__Polecenia__
1. Proszę wypisać wszystkie wtrącenia ujęte w nawiasy okrągłe, które występują w tekście o współpracy blogerów z wydawcami.
2. Co zaproponował Gandalf w odpowiedzi na wysłanego maila, zgodnie z tekstem o współpracy blogerów z wydawcami?
3. Proszę dopisać dalszą część tekstu o współpracy blogerów z wydawcami, zaczynając bezpośrednio po jego ostatnim zdaniu.

__Tekst źródłowy__
......

Po pierwsze, uważam, tak jak kilka wypowiadających się tu przede mną osób, że skoro jakiegoś maila nie ma na stronie wydawcy, to dlatego, że nie chcą go upubliczniać i pokątne wymienianie się tym adresem jest niegrzeczne, bo być może przykładowa Pani Kasia, ma wiele obowiązków, i nie może ciągle odpisywać wszystkim i trafiają do niej tylko ci, których wybrał do współpracy ktoś inny? Krótko mówiąc, może ta osoba zajmuje się tylko "konkretami"?
Po drugie- wiem sama po sobie, jak bardzo marzy się początkującym blogerom współpraca. Sama swego czasu o to Was pytałam:) I muszę się przyznać, że mimo Waszych rad (dobrych) pokusiłam się i napisałam maila do Gandalfa- odpisali po baaardzo długim (ale jednak!) czasie, kiedy już traciłam nadzieję. Co prawda dowiedziałam się, że mają już full, ale zaproponowali okres próbny (jupi!). I po co to piszę? Ano po to, żeby Wam powiedzieć, że przekonałam się, że takie parcie na współpracę nie wyszło mi na dobre (o czym mnie ostrzegano; o ja głupiutka!), bo teraz mam odczucie, że mimo, że delikatnie i skromnie zwróciłam na siebie ich uwagę, to jednak za szybko. Dla porównania- kilka dni temu zgłosiło się do mnie Audeo.pl. Samo, bez moich starań i zaproponowali współpracę z czego ogromnie się cieszę. Dzięki temu nie mam wrażenia, że komuś się narzucałam. No i w ten sposób utwierdziłam się w przekonaniu, że warto posłuchać rad innych. A inni (czyli Wy) mówili, że na to przyjdzie czas:)

......

__Dane__
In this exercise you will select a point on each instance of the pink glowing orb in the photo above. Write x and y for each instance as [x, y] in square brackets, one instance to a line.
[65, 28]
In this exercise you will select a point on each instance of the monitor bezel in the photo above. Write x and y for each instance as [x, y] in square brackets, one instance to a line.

......

__Odpowiedzi do poleceń__
1.
dobrych
ale jednak!
jupi!
o czym mnie ostrzegano; o ja głupiutka!
czyli Wy

2. Okres próbny.

3.
Jeszcze słówko o odpowiedziach Wydawnictw, że mają komplet recenzentów- dla mnie brzmi to trochę tak, jakby nie chcieli napisać wprost "Nie, dziękujemy. Wymagamy wyższego poziomu" (przykład), bo wtedy na pewno ogrom ludzi by dyskutował i dopytywał. A tak nie, bo już mamy full i spokój. Więc obrażanie się na Wydawnictwa, że powiedzieli, że mają komplet a zaraz nawiązują współpracę z kimś innym jest trochę... śmieszne. Trochę wyobraźni i samokrytyki.
Poza tym wypowiedzi niektórych z Was brzmią, jakby nawiązywanie współprac było dla Was całym sensem blogowania. A przecież, tak jak wspomniał ktoś wyżej, rozdawanie książek to nie obowiązek Wydawnictw. To fajny bonus, forma nagrody i motywacji, ale chyba są jeszcze książki nie będące nowościami (bo przecież od Wydawnictw większość bierze same nowości)? Myślałam, że recenzują ludzie, którzy lubią CZYTAĆ a nie posiadać książki... A tymczasem widać, że niektórzy z Was trochę przesadzają z tym. Np. takie bulwersowanie się, bo Wydawnictwo nie odpisuje, a przecież Wy z niecierpliwością czekacie. Trochę wyrozumiałości. A poza tym, jeśli nie odpiszą, to co? Co, jeśli żadne Wydawnictwo nie będzie chciało z Wami współpracować? Przestaniecie blogować?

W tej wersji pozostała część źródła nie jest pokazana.